> [PASSAGE]
□ □ □ □ □

The emerging world order is thus not a multipolar world, but a multiplex world. It is a world of multiple modernities, where Western liberal modernity (and its preferred pathways to economic development and governance) is only a part of what is on offer. A multiplex world is like a multiplex cinema—one that gives its audience a choice of various movies, actors, directors, and plots all under the same roof. Trump and Brexit have shown that there are serious variations and differences in the script of world order even within the West—not just between the West and the rest, as is commonly assumed. At the same time, a multiplex world is a world of interconnectedness and interdependence. It is not a singular global order, liberal or otherwise, but a complex of crosscutting, if not competing, international orders and globalisms .
It is interesting to think that such fragmentation of power might actually result in more stability. While benevolent hegemons are great at upholding order, they subject the system to sharp transition effects (be it the Soviet Union imploding or Nixon getting the boot). By making the chess game more complex, with many interlocking players of considerable power, it becomes harder to destabilize the whole system. Much like Henry Kissinger argues that the Wesphalian balance of power is the greatest thing ever at maintaining world peace, maybe this is the same thing but with a bunch of non state agents mixed in. Maybe Westphalianism 2.0 is going to work even better because in addition to having a ton more agents and pulverizing power all over (making consolidation and tipping the scales much harder) lots of them are not territorially constrained and thus it’s impossible to make clear cuts in their interests if they were to fight. Maybe Facebook, Tencent, Google, Baidu, Amazon, Alibaba, Microsoft, Apple and Xiaomi would use their massive influence to keep Trump and uncle Xi from nuking each other simply because it would reduce quarterly revenues and they don’t want to risk losing more ground to their chinese/american counterparts. Maybe capitalism will bring us all together, just like it did with China and Taiwan.
Interestingly, he also points that the new world order could be nicer to sidelined countries. There has never been a better time to start your own…
Due to the prominence of China and other emerging powers, the new globalization might also be more respectful of sovereignty, especially compared to the Western-led globalization during the nineteenth and twentieth centuries, which has been associated with colonialism and direct and indirect military intervention to secure Western economic and strategic interests (a long list of examples would include the Suez and numerous interventions in Latin America). This is not to say that emerging powers do not use force or violate sovereignty. With its growing overseas investments, China will be tempted to abandon its professed policy of noninterference and to use force or coercion in support of its economic and strategic goals. But in line with the outlooks of the emerging powers, the new globalization is likely to be more economic and less political or ideological (especially compared to the West’s promotion of democracy and human rights).

□ □ □ □ □

> [PROVIDED DATA]
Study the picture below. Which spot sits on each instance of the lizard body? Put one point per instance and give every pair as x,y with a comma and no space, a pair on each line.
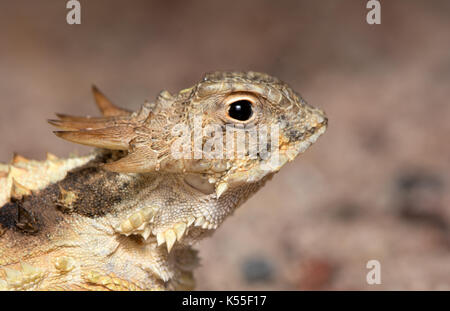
126,216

□ □ □ □ □

> [DIRECTIVE 1] In the passage on world order, what two developments are said to have shown serious variations in the script of world order even within the West?
> [DIRECTIVE 2] Reproduce the passage on world order verbatim between "The emerging world" and "and globalisms .", inclusive.
The data have no connection to the passage on world order.

> [FINISHED ANSWER 1] Trump and Brexit.

> [FINISHED ANSWER 2]
The emerging world order is thus not a multipolar world, but a multiplex world. It is a world of multiple modernities, where Western liberal modernity (and its preferred pathways to economic development and governance) is only a part of what is on offer. A multiplex world is like a multiplex cinema—one that gives its audience a choice of various movies, actors, directors, and plots all under the same roof. Trump and Brexit have shown that there are serious variations and differences in the script of world order even within the West—not just between the West and the rest, as is commonly assumed. At the same time, a multiplex world is a world of interconnectedness and interdependence. It is not a singular global order, liberal or otherwise, but a complex of crosscutting, if not competing, international orders and globalisms .